Set exercise: Please pull out every line of the records that contains the string "bush", matching case exactly.

Dataset records:
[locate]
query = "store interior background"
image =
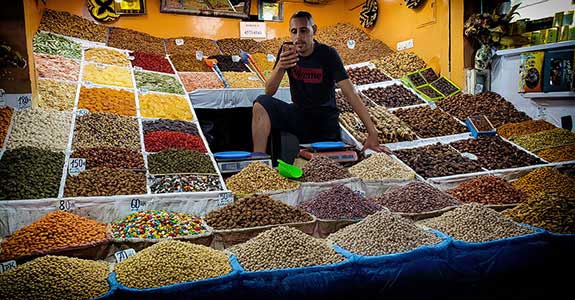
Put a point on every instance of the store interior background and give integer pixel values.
(436, 29)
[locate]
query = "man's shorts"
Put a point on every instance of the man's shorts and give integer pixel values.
(309, 126)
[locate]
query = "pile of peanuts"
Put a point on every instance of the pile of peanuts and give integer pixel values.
(43, 128)
(107, 75)
(56, 67)
(108, 100)
(200, 80)
(165, 106)
(107, 56)
(53, 231)
(57, 95)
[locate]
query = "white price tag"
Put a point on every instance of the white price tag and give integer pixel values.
(351, 44)
(137, 204)
(24, 102)
(225, 199)
(66, 205)
(469, 155)
(76, 166)
(2, 98)
(124, 254)
(7, 266)
(82, 111)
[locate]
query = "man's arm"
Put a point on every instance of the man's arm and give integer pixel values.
(352, 97)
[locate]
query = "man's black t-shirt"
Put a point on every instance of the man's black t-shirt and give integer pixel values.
(312, 80)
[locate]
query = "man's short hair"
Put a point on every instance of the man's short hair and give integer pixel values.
(303, 14)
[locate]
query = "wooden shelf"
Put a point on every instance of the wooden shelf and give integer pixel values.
(517, 51)
(550, 95)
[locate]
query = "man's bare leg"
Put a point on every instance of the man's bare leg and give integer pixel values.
(261, 127)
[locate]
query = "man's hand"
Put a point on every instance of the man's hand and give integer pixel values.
(373, 143)
(288, 57)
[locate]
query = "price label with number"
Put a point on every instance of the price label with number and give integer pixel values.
(24, 102)
(225, 199)
(76, 166)
(137, 204)
(199, 55)
(351, 44)
(66, 205)
(124, 254)
(7, 266)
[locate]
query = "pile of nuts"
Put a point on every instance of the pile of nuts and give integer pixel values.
(200, 80)
(57, 95)
(390, 128)
(165, 106)
(382, 233)
(107, 56)
(42, 128)
(399, 64)
(54, 231)
(172, 262)
(550, 211)
(157, 224)
(545, 139)
(184, 183)
(343, 104)
(254, 211)
(105, 182)
(65, 23)
(135, 40)
(522, 128)
(147, 81)
(107, 75)
(227, 64)
(475, 223)
(110, 157)
(243, 80)
(380, 166)
(427, 122)
(437, 161)
(56, 278)
(56, 67)
(556, 154)
(546, 180)
(284, 247)
(490, 104)
(416, 197)
(105, 130)
(488, 190)
(180, 161)
(152, 62)
(191, 45)
(108, 100)
(258, 177)
(232, 46)
(392, 96)
(48, 43)
(163, 140)
(187, 63)
(30, 173)
(494, 153)
(366, 75)
(5, 120)
(363, 51)
(323, 168)
(339, 203)
(169, 125)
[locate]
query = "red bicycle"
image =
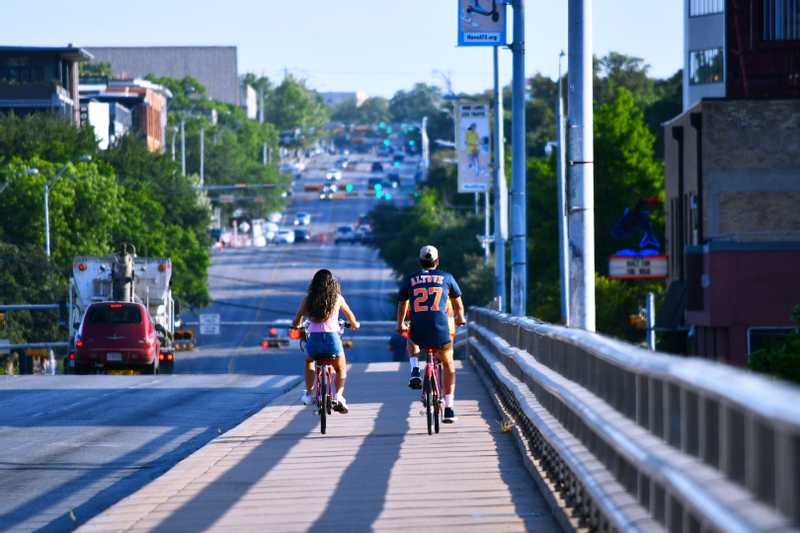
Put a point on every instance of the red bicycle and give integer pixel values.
(324, 386)
(432, 396)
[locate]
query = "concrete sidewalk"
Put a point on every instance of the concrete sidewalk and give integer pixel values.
(376, 469)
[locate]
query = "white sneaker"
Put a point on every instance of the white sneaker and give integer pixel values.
(341, 405)
(306, 398)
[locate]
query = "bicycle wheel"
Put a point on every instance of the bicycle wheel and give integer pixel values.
(323, 411)
(428, 403)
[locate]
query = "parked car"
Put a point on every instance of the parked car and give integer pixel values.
(285, 236)
(115, 335)
(374, 183)
(345, 234)
(302, 219)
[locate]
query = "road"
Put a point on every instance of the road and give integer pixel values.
(70, 446)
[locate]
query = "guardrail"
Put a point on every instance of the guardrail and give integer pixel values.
(633, 440)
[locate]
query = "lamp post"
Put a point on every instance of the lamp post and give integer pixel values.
(47, 186)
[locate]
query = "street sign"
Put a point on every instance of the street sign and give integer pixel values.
(473, 147)
(209, 324)
(481, 23)
(637, 267)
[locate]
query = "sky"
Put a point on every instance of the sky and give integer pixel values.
(379, 46)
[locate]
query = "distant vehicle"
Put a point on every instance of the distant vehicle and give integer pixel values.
(125, 280)
(362, 220)
(285, 236)
(302, 219)
(116, 335)
(345, 234)
(270, 230)
(333, 175)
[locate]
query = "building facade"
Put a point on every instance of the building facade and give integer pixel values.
(36, 79)
(216, 67)
(146, 101)
(732, 169)
(741, 49)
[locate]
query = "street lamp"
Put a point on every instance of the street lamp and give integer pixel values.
(47, 186)
(27, 172)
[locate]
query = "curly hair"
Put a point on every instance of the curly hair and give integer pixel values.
(323, 293)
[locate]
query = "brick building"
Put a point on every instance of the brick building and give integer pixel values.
(732, 162)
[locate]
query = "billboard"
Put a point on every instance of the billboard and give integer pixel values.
(473, 147)
(481, 23)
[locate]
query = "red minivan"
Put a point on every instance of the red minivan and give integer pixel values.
(116, 335)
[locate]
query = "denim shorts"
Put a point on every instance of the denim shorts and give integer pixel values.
(324, 344)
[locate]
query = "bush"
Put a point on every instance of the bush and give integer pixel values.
(783, 360)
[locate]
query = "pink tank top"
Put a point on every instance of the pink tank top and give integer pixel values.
(330, 325)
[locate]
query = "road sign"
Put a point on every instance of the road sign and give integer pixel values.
(637, 267)
(209, 324)
(481, 23)
(473, 147)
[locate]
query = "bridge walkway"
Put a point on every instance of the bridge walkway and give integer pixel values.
(376, 469)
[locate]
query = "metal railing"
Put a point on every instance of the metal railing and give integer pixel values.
(637, 440)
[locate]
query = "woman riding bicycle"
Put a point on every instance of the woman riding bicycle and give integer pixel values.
(321, 305)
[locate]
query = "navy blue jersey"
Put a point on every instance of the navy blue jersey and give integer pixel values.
(428, 292)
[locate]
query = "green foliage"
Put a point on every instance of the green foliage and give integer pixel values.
(626, 172)
(83, 208)
(401, 232)
(783, 360)
(27, 277)
(293, 105)
(617, 300)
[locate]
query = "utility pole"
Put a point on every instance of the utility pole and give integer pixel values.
(581, 167)
(202, 155)
(519, 236)
(500, 191)
(561, 169)
(264, 155)
(183, 146)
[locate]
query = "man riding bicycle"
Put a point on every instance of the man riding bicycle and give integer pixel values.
(430, 290)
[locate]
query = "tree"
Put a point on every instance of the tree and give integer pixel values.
(292, 105)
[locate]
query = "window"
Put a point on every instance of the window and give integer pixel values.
(781, 20)
(698, 8)
(705, 66)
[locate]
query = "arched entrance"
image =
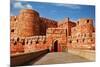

The reply:
query = "bush"
Put a point on every instance of the bush and give integer pixel values.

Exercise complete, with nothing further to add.